● WHAT NEEDS TO BE DONE:
Pull out every line of the material below that contains the string "exact", copying each one in full. Case counts.

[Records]
** Begin **

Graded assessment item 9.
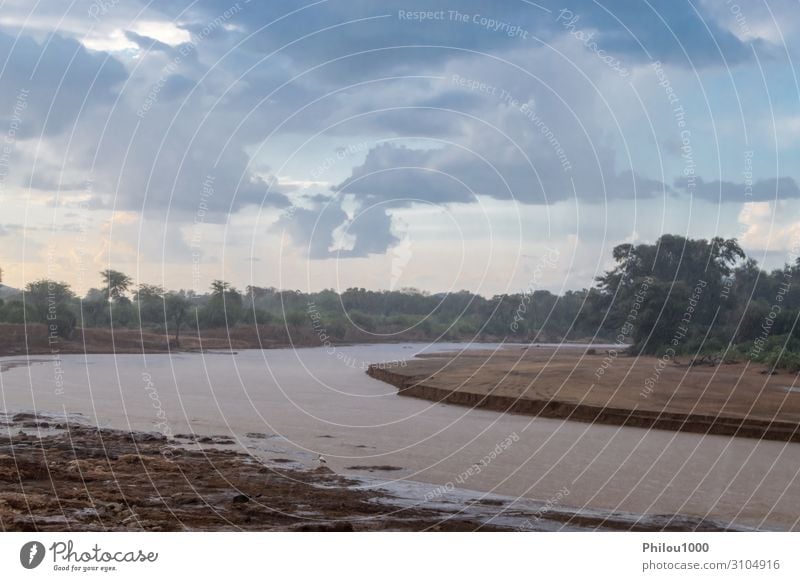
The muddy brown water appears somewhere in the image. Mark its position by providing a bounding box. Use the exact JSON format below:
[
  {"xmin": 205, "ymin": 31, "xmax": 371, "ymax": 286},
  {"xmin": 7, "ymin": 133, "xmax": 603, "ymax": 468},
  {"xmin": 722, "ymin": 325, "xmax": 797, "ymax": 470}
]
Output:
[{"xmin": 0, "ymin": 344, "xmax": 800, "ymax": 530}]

** End **
** Begin **

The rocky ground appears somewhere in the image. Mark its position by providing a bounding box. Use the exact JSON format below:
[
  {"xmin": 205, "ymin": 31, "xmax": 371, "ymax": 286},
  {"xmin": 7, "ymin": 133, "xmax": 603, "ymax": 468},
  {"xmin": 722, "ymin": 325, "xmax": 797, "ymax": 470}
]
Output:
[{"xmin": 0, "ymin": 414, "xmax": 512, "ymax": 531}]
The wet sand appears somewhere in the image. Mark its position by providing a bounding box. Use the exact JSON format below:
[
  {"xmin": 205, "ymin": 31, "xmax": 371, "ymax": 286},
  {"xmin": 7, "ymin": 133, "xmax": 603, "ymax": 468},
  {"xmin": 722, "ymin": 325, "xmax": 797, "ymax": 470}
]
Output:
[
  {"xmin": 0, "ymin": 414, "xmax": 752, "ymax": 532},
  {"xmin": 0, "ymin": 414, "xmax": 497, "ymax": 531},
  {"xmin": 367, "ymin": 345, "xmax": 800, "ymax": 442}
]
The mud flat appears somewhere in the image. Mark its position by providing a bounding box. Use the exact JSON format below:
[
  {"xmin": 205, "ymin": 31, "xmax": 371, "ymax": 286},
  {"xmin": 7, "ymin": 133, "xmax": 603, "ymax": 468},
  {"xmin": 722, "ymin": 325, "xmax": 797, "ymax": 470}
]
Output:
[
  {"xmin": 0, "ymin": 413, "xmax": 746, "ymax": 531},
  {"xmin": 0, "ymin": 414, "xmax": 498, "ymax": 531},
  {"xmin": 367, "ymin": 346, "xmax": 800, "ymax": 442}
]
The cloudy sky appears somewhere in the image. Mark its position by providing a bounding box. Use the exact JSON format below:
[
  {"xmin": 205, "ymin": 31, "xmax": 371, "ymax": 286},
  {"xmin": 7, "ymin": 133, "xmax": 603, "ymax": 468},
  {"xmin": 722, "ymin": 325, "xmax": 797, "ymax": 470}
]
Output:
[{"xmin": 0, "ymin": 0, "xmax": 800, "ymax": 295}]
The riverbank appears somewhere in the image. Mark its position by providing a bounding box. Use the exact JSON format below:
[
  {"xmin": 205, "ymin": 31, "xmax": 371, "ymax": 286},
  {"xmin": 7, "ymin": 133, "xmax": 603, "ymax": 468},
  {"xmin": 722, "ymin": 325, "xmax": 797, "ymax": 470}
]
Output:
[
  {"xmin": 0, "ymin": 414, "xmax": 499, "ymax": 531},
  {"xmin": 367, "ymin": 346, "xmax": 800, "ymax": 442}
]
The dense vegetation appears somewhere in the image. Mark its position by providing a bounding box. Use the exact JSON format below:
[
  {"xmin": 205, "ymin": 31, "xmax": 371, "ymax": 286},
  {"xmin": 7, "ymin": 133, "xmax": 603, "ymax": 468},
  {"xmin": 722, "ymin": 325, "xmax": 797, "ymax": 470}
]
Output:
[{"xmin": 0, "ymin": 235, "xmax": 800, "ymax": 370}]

** End **
** Begin **

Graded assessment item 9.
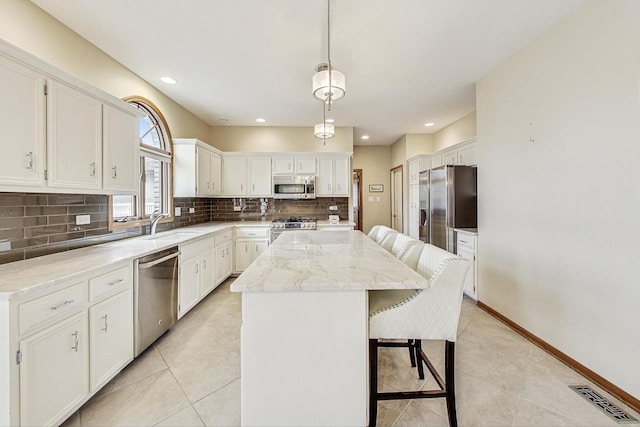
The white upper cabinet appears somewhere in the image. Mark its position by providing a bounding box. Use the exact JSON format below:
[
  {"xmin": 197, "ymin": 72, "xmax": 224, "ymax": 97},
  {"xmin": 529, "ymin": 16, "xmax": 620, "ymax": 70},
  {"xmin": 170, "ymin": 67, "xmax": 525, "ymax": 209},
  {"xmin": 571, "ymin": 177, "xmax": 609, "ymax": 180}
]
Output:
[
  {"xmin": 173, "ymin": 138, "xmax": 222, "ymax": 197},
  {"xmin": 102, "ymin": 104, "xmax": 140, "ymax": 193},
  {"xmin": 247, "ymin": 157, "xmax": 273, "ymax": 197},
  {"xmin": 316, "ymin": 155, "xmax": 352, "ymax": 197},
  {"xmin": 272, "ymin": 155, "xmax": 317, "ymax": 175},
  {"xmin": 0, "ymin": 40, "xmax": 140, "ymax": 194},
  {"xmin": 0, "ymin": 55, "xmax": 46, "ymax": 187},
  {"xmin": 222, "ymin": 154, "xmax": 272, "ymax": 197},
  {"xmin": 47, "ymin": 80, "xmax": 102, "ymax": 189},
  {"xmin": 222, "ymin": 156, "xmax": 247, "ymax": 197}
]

** End **

● TASK OUTPUT:
The muddy brown water appears somewhere in the image. Mark its position by providing a bounding box. Use the exact JSON format below:
The rocky ground appears somewhere in the image. Mark its position by providing a bounding box. Use the exact JSON format below:
The wet sand appears somewhere in the image. Mark its position by providing a bounding box. Use the exact JSON format below:
The mud flat appears somewhere in the image. Mark its position by providing a bounding box. Use the exact JSON format below:
The cloudy sky appears somewhere in the image. Mark its position by providing a bounding box. Use the exact JSON format below:
The riverbank appears somewhere in the image. Mark its position by providing a bounding box. Use the exact JSON format below:
The dense vegetation appears somewhere in the image. Mark its position by providing a bounding box. Use the exact JSON format below:
The white upper cabinet appears somewhere in the image. Mark its position by providing a bounding box. Use the exact JSON format below:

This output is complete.